Region pointing data
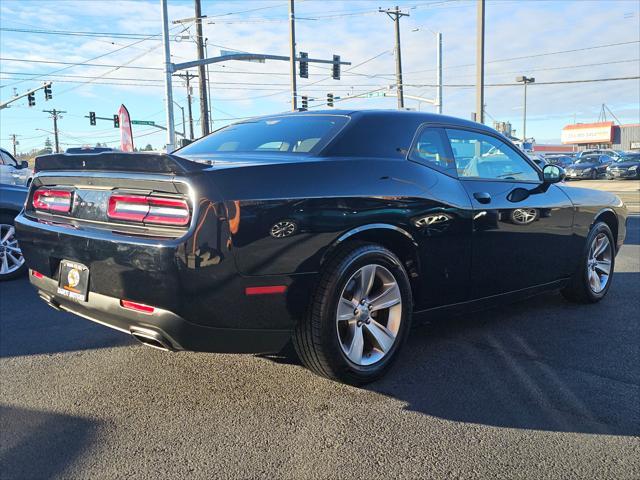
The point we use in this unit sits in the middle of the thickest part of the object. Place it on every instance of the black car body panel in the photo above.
(12, 198)
(274, 219)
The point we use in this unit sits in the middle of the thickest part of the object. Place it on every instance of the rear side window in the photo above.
(296, 134)
(431, 149)
(480, 156)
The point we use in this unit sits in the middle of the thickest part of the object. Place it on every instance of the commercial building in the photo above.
(602, 135)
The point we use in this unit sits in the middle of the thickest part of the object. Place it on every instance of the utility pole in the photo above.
(206, 54)
(204, 109)
(439, 67)
(480, 64)
(55, 114)
(525, 80)
(395, 16)
(168, 69)
(188, 76)
(15, 142)
(292, 55)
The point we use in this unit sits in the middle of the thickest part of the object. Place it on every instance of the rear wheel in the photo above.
(12, 262)
(591, 282)
(359, 316)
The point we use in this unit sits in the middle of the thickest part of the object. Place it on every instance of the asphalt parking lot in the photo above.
(539, 389)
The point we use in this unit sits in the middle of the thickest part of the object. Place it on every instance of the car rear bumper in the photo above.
(162, 328)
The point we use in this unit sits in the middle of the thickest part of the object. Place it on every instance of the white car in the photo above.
(13, 172)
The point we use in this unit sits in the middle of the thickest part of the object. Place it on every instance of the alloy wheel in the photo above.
(599, 263)
(369, 314)
(11, 258)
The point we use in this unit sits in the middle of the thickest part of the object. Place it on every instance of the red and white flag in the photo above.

About this task
Quote, word for word, every line starting at the one that contains "car in the photo above." and ending with the final line of the entries.

Response
The point we use in this unit sits in the middle of the thickest part of the object. Place it on every instance of the white car in the photo above.
(13, 172)
The point we use in this unit sits in the middle of the thickest part of the object. Place it on every instance of the alloy wheel in the photo above.
(599, 263)
(369, 314)
(11, 258)
The point we use in this unit sits in the middle of the thickest part of the object. Place it on every instance of the red and white flag in the photo above.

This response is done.